More federal counterterrorism grants should be transferred from urban to rural areas. The Islamic State does not differentiate between supporters in New York City and those in rural Montana. Today we spend billions of dollars on metro police departments that are already well resourced but ignore local police capabilities.

Third, we must improve European intelligence sharing. Terrorist groups see visa waiver programs as a loophole that allows them to come from favored European countries to the United States to carry out attacks. They know that if a terrorist is unknown to European authorities, that so-called "cleanskin" is likely to be unknown to American authorities, too. To identify these terrorists efficiently, European and American governments must share intelligence as soon as a report is available.

Fourth, the federal government must challenge the ideology that sustains jihadist terrorism. To do so, it should reconstitute the U.S. Information Agency. Perhaps funded by reallocations from the international development agency, the revitalized information agency should host controversial debates. It should put respected American imams on stage alongside extremist imams. Our free exchange of ideas is our greatest strength at home. It can be a powerful counterterrorism tool abroad.

Fifth, our surveillance methods must be reformed. Civil libertarians, American Muslims and many voters are skeptical of government surveillance, to put it no more strongly. Congress could increase support for needed surveillance by taking extra measures to prevent abuses. One idea would be to make the process of seeking foreign surveillance warrants more stringent and less likely to be rubber-stamped. This could be done in part by appointing federal judges as defendant representatives in surveillance applications.

Entries provided:
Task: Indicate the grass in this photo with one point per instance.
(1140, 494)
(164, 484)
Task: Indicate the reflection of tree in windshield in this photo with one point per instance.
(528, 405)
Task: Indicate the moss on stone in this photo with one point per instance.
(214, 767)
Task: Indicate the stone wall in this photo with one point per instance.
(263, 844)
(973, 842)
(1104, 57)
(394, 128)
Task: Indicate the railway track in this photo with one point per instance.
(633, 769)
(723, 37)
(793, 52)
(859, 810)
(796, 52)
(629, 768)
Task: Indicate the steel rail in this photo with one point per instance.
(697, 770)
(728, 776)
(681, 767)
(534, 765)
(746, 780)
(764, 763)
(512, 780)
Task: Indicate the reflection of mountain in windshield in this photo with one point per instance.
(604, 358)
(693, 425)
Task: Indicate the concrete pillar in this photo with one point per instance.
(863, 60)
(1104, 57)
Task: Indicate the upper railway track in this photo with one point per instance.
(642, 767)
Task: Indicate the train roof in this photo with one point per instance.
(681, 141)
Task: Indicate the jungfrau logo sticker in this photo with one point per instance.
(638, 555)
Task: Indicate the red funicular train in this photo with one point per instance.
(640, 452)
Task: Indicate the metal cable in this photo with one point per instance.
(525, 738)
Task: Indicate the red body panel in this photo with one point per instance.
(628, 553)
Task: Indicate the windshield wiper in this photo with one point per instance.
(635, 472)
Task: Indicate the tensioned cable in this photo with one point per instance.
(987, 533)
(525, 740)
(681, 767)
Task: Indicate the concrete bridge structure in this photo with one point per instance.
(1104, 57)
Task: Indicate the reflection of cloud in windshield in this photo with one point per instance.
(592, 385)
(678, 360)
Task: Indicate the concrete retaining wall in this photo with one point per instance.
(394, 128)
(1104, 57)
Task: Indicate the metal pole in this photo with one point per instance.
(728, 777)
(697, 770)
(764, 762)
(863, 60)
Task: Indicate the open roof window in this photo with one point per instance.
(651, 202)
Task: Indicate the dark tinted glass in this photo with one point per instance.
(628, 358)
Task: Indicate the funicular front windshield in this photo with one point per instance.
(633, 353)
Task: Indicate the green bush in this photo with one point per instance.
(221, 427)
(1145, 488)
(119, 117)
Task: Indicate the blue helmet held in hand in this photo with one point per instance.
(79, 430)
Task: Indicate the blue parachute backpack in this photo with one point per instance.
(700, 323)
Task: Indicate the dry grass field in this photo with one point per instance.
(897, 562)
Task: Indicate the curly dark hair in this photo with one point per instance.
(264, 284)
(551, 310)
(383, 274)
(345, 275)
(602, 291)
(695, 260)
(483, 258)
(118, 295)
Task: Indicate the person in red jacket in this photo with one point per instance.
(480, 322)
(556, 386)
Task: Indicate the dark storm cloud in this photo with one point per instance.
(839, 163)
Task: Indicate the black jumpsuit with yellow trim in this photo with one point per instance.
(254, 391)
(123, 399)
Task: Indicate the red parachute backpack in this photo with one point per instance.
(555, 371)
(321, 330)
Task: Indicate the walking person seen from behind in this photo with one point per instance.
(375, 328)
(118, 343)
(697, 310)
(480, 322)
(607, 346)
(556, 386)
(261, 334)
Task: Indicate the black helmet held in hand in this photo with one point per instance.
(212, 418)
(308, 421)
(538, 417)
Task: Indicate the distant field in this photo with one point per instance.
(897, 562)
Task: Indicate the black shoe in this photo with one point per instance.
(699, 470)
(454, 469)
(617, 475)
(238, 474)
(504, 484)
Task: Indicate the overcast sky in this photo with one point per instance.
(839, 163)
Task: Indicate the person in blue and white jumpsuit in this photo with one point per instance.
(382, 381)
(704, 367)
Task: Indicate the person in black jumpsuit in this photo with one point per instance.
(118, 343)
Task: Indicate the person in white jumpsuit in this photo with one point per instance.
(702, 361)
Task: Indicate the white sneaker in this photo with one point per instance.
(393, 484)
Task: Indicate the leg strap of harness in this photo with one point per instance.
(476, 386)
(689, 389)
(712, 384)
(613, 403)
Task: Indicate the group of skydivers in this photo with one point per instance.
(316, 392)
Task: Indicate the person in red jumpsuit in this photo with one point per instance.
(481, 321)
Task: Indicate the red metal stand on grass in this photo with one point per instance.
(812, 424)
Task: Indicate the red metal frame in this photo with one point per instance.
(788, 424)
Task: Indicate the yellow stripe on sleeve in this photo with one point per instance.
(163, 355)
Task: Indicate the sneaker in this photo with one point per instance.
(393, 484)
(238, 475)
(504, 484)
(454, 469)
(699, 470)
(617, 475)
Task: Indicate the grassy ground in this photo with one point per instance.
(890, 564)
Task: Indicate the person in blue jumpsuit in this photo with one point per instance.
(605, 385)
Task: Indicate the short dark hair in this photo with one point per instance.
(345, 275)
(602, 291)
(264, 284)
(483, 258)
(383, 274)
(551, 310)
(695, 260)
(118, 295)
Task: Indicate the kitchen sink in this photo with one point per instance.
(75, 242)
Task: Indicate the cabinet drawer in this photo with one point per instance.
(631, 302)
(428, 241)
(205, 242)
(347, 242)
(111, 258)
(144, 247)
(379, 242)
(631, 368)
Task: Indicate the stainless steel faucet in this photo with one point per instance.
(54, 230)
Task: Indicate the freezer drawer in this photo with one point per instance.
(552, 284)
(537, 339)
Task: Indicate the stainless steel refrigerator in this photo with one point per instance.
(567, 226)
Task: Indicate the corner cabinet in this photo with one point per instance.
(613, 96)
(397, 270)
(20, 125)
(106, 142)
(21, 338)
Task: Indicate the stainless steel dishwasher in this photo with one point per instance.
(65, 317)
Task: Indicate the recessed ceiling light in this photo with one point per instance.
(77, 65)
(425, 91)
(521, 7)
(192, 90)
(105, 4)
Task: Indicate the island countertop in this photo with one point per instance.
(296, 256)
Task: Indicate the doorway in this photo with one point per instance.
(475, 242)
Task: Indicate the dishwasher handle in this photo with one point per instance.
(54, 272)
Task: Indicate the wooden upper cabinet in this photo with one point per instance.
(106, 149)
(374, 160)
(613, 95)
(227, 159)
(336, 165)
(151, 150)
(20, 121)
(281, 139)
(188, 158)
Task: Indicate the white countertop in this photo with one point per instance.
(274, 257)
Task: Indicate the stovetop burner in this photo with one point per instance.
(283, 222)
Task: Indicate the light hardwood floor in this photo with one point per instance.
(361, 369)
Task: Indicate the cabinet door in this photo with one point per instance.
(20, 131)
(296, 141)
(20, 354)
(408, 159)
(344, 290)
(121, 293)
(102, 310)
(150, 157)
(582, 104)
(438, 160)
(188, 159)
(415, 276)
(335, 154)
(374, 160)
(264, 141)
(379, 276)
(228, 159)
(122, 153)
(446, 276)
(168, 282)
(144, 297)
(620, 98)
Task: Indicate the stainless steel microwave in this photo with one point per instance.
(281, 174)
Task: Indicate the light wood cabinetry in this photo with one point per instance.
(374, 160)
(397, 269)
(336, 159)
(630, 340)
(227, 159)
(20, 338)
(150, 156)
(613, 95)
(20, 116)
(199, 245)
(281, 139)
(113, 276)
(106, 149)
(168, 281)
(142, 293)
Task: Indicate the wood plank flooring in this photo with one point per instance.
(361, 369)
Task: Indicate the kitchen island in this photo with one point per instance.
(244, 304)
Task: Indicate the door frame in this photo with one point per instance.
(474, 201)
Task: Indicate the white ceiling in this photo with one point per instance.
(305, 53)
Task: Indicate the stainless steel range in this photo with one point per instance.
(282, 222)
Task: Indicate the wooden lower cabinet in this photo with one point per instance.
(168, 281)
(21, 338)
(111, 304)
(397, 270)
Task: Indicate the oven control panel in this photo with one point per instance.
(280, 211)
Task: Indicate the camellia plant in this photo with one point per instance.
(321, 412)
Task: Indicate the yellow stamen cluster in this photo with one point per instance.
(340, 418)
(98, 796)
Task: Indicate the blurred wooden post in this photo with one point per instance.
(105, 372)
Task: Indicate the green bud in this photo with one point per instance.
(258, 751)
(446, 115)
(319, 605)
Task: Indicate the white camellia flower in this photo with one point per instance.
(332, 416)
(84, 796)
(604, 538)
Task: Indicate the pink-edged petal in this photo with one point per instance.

Problem 1: Copy out every line of the records that contains the word "concrete".
Problem 2: Continue the counterterrorism proposals from the point where they stop.

Written reply 1:
Task: Indicate the concrete pillar in this photo with one point per instance.
Task: Indicate the concrete bridge structure in this photo with one point per instance.
Task: Indicate the concrete retaining wall in this photo with one point per instance.

Written reply 2:
By enhancing civil rights protections and foreswearing those easy existing opportunities for inappropriate surveillance, government can earn the respect and credibility it needs to conduct more surveillance where it is appropriate.

The world knows all too well that terrorism is a serious business. It cannot be approached with excessive reliance on tried but habitual investigative procedures that terrorists are constantly learning to circumvent. As the territorial Islamic State faces its downfall in the coming days, Trump and his allies in the West must move now to back up May's resolve. With greater cooperation and more fresh thinking, the world's open and free societies can get a head start on terrorists whose defeat in Mesopotamia and the Levant will throw them into temporary confusion. Determined, swift, entrepreneurial counterterrorism now and a commitment constantly to innovate in the fight against our existential enemy can ensure that we remain a ahead of the killers in years to come.